§ TEXTE ÉTUDIÉ:

>>>>

Orianda, Aloupka, Siméïs, 17-19 septembre.

Ces jours derniers, j’ai visité la plus riche, la plus belle partie de la côte, celle où s’élèvent les plus magnifiques résidences, entre Yalta et Siméïs. Je ne veux pas multiplier les descriptions ; elles seraient monotones, elles ne peuvent rendre la diversité de ces tableaux faits des mêmes élémens, placés dans le même cadre, et toujours changeans, toujours surpassés par le dernier qu’on voit. Je dois pourtant dire quelques mots de deux endroits célèbres, Orianda et Aloupka. On ne peut vivre en Russie sans entendre parler sans cesse, avec toutes les formules de l’enthousiasme, de ces joyaux de la Crimée. Cette préparation irrite la curiosité et la rend terriblement exigeante ; elle n’est pas déçue par la réalité.

<<<<

§ DOCUMENTS FOURNIS:
>>>>

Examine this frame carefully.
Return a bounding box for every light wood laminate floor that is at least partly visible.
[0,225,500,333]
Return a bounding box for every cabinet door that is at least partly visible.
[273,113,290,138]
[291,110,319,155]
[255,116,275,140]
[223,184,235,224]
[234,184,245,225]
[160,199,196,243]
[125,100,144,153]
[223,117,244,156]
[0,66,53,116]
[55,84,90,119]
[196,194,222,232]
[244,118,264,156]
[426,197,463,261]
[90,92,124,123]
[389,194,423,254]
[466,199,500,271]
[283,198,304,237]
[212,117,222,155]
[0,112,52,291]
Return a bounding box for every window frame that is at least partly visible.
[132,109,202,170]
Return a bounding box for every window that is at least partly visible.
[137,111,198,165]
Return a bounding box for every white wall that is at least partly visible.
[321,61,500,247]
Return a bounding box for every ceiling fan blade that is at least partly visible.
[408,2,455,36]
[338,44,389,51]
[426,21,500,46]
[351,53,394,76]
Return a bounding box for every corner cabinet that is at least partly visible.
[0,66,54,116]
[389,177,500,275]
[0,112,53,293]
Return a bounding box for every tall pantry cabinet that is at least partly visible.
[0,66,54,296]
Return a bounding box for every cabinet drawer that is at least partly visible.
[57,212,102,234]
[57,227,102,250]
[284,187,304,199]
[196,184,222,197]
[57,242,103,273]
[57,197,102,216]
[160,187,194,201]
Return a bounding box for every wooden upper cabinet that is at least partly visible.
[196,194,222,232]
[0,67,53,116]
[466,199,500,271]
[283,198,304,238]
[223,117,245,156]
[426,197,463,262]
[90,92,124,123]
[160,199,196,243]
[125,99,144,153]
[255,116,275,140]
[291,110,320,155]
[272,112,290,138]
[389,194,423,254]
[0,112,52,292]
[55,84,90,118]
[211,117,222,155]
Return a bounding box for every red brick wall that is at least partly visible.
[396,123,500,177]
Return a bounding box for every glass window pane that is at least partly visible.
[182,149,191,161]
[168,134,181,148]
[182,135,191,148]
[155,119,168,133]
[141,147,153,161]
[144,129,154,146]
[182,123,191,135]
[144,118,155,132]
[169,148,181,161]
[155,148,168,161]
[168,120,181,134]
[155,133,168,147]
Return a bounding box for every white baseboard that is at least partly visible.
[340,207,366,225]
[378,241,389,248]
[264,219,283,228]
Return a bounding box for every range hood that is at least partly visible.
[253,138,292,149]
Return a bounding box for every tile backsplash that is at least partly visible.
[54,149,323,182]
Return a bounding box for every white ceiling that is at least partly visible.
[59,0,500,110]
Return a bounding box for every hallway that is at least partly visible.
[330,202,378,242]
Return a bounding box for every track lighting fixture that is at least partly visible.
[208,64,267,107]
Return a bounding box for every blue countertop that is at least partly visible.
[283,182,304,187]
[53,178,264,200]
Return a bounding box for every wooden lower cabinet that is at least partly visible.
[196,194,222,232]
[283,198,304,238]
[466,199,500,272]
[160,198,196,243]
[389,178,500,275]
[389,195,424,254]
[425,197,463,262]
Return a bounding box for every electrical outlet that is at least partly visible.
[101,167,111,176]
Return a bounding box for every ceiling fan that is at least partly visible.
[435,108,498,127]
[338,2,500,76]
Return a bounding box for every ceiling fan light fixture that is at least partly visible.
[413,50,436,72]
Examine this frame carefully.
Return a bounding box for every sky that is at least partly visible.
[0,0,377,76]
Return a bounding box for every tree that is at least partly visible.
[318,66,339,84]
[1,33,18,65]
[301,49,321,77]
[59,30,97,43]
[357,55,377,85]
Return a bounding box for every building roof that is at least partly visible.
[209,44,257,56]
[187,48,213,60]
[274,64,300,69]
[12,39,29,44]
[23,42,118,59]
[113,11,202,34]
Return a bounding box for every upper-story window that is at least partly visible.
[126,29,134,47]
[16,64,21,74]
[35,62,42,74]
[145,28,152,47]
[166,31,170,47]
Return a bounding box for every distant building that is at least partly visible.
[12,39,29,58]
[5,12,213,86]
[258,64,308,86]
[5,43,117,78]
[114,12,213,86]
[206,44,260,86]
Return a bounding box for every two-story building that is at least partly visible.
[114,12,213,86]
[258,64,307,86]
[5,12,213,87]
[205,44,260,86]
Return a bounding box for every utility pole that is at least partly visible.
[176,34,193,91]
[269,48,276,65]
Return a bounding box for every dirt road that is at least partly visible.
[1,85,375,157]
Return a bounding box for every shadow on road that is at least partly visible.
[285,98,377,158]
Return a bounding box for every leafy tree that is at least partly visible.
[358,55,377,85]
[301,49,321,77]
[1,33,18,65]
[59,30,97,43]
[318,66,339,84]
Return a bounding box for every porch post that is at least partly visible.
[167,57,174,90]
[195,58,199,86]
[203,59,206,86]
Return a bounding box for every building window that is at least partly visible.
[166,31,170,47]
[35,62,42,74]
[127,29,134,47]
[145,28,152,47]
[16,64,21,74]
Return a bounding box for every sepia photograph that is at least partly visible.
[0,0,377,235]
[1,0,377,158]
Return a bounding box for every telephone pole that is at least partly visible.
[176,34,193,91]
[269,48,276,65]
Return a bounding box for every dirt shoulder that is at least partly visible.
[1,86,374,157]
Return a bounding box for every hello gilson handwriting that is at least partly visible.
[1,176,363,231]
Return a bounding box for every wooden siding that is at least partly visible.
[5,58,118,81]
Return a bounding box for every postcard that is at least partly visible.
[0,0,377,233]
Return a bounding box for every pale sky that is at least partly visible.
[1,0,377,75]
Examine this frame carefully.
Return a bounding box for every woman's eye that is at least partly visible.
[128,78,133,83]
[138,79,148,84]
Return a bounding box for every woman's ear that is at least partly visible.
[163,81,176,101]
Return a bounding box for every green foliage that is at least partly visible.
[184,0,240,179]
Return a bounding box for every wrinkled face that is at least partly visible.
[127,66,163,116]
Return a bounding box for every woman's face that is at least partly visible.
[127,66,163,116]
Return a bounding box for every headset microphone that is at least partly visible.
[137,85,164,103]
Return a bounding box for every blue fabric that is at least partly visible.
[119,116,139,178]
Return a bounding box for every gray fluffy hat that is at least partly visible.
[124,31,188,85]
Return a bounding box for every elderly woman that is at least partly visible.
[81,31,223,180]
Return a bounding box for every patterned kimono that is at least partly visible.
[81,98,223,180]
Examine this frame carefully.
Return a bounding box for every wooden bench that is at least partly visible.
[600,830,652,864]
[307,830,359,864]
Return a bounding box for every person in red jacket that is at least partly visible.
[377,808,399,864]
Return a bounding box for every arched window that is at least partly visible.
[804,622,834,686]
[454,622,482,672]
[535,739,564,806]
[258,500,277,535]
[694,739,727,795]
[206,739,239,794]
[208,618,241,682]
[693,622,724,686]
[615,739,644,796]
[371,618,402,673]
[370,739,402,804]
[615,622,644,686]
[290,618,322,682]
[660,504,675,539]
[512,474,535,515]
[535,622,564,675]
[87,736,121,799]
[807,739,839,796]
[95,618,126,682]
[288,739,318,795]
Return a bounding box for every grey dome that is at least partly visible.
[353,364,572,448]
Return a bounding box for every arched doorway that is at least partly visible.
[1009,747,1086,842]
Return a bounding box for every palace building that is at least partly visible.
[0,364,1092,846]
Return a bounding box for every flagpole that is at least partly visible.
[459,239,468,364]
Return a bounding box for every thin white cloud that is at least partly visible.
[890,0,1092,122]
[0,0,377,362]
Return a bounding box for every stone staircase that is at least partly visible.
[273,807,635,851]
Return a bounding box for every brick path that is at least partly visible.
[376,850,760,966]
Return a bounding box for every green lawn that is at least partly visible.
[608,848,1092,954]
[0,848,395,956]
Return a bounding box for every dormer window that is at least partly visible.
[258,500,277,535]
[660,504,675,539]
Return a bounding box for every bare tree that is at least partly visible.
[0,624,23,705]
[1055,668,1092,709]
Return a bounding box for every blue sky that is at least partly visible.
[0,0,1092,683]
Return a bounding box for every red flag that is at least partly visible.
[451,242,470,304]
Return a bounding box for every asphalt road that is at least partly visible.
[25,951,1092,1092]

<<<<

§ TRAVAIL DEMANDÉ:
**A.** Réécrivez le passage du récit de voyage en Crimée qui commence aux mots « Ces jours derniers, j’ai » et s'arrête après « par la réalité. », en remplaçant « résidences » par « demeures ».
**B.** Recopiez sans rien changer les lignes de la liste, de celle qui contient « Return a bounding box for every window that » jusqu'à celle qui contient « [396,123,500,177] », ces deux lignes comprises.

§ CORRIGÉ DE L'EXERCICE:
**A.**
Ces jours derniers, j’ai visité la plus riche, la plus belle partie de la côte, celle où s’élèvent les plus magnifiques demeures, entre Yalta et Siméïs. Je ne veux pas multiplier les descriptions ; elles seraient monotones, elles ne peuvent rendre la diversité de ces tableaux faits des mêmes élémens, placés dans le même cadre, et toujours changeans, toujours surpassés par le dernier qu’on voit. Je dois pourtant dire quelques mots de deux endroits célèbres, Orianda et Aloupka. On ne peut vivre en Russie sans entendre parler sans cesse, avec toutes les formules de l’enthousiasme, de ces joyaux de la Crimée. Cette préparation irrite la curiosité et la rend terriblement exigeante ; elle n’est pas déçue par la réalité.

**B.**
Return a bounding box for every window that is at least partly visible.
[137,111,198,165]
Return a bounding box for every white wall that is at least partly visible.
[321,61,500,247]
Return a bounding box for every ceiling fan blade that is at least partly visible.
[408,2,455,36]
[338,44,389,51]
[426,21,500,46]
[351,53,394,76]
Return a bounding box for every corner cabinet that is at least partly visible.
[0,66,54,116]
[389,177,500,275]
[0,112,53,293]
Return a bounding box for every tall pantry cabinet that is at least partly visible.
[0,66,54,296]
Return a bounding box for every cabinet drawer that is at least partly visible.
[57,212,102,234]
[57,227,102,250]
[284,187,304,199]
[196,184,222,197]
[57,242,103,273]
[57,197,102,216]
[160,187,194,201]
Return a bounding box for every wooden upper cabinet that is at least partly visible.
[196,194,222,232]
[0,67,53,116]
[466,199,500,271]
[283,198,304,238]
[223,117,245,156]
[426,197,463,262]
[90,92,124,123]
[160,199,196,243]
[125,99,144,153]
[255,116,275,140]
[291,110,320,155]
[272,112,290,138]
[389,194,423,254]
[0,112,52,292]
[55,84,90,118]
[211,117,222,155]
Return a bounding box for every red brick wall that is at least partly visible.
[396,123,500,177]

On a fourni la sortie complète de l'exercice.